Reading passage:
------------
Shikshanacha Aaicha Gho is a 2010 Indian Marathi film directed by Mahesh Manjrekar starring Sachin Khedekar, Bharat Jadhav, Saksham Kulkarni, Gauri Vaidya, Siddharth Jadhav and Kranti Redkar. The film was released on 15 January 2010. The film's music was composed by the trio Ajit-Atul-Sameer. After Astitva with 9 years long gap Mahesh Manjrekar directed Marathi film. This film was later remade in Tamil & Telugu as Dhoni, in Bengali as "Chalo Paltai" and in Punjabi as Son of Manjeet Singh

Synopsis 
Shrinivas Rane, is an average student, born with average academic intelligence, but when it comes to cricket he is a born genius. His extraordinary talent was lost on his father who like millions of other parents believed that a child's intellect is only reflected in their mark sheet, which eventually will give them a "secure future". So he begins his quest to make his son the brightest and best student in the world. But Shree can’t handle this pressure and it reflects on his psyche deteriorating the relation between father and son, upon which the father in a fit of anger does something which makes him repent later.
------------
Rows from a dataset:
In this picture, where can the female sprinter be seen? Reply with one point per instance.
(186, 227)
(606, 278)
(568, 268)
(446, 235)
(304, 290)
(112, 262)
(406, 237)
------------
What is expected:
In the film article, who composed the music for Shikshanacha Aaicha Gho? The items aren't used here.

Written response:
The trio Ajit-Atul-Sameer.